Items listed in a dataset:

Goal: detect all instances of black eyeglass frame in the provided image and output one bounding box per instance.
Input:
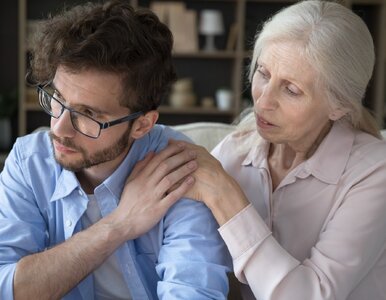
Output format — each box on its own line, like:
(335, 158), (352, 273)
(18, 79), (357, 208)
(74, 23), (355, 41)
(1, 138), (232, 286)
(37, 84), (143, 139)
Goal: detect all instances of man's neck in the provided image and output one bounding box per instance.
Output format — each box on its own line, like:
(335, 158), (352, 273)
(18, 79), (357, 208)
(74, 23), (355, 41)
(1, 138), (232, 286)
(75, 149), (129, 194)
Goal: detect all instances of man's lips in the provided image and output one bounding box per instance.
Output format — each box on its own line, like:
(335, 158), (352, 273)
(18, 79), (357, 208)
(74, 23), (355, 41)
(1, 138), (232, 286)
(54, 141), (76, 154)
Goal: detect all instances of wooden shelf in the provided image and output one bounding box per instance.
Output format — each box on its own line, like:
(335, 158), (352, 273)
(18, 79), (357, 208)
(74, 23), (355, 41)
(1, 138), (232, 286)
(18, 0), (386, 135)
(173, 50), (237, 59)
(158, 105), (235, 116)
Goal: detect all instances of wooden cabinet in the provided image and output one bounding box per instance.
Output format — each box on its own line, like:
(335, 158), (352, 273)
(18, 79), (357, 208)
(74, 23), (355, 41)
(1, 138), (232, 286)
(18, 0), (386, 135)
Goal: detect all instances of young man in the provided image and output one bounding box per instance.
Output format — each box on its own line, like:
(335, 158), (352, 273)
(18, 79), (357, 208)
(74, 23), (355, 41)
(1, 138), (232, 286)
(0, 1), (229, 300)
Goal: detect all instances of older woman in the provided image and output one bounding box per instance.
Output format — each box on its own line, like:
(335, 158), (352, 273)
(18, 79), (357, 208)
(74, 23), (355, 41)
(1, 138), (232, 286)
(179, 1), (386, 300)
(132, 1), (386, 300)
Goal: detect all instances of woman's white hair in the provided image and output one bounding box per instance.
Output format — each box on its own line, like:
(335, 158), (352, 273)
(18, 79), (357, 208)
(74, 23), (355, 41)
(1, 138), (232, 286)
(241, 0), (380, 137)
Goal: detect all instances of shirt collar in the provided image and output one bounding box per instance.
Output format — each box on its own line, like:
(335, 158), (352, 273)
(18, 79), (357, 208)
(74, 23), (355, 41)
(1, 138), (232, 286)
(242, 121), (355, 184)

GIVEN PROBLEM> Can you give again the lines above, starting at the line containing "Goal: detect all instances of man's lips" and ending at the line containing "(241, 0), (380, 137)", with both of those lines included and every line reproduced without change?

SOLUTION TO THE PROBLEM>
Goal: detect all instances of man's lips in the provided image and output one bounding box per instance.
Output format — each box on its own line, like:
(335, 158), (352, 273)
(18, 79), (357, 208)
(74, 23), (355, 41)
(1, 138), (232, 286)
(54, 141), (76, 154)
Goal: detect all instances of wooden shelf in the provided image and output one bounding box per instance.
Output format — each box on its own line, like:
(335, 158), (352, 273)
(18, 79), (357, 208)
(74, 23), (355, 41)
(1, 138), (232, 286)
(18, 0), (386, 135)
(173, 50), (237, 59)
(158, 105), (235, 116)
Goal: detect all instances of wooden cabinet in the provided image and output one bounding box per instance.
Output format — each box on its own line, like:
(335, 158), (352, 273)
(18, 79), (357, 208)
(74, 23), (355, 41)
(1, 138), (232, 286)
(18, 0), (386, 135)
Goal: detect all instances of young man in the provided image and output one bounding box per instance.
Output format — each box on its own line, like:
(335, 158), (352, 273)
(18, 79), (357, 208)
(74, 23), (355, 41)
(1, 138), (232, 286)
(0, 1), (229, 300)
Goal: detect all instances of older woman in the provided image and output one bounding box per instance.
Output format — each box on its own line, like:
(335, 158), (352, 273)
(18, 79), (357, 208)
(74, 23), (355, 41)
(1, 138), (232, 286)
(179, 1), (386, 300)
(132, 1), (386, 300)
Goal: detect all instances of woman's white hair in the provided image and output one bounding box per instance.
Output format — each box on its own line, like:
(335, 158), (352, 273)
(18, 79), (357, 208)
(74, 23), (355, 41)
(1, 138), (232, 286)
(241, 0), (380, 137)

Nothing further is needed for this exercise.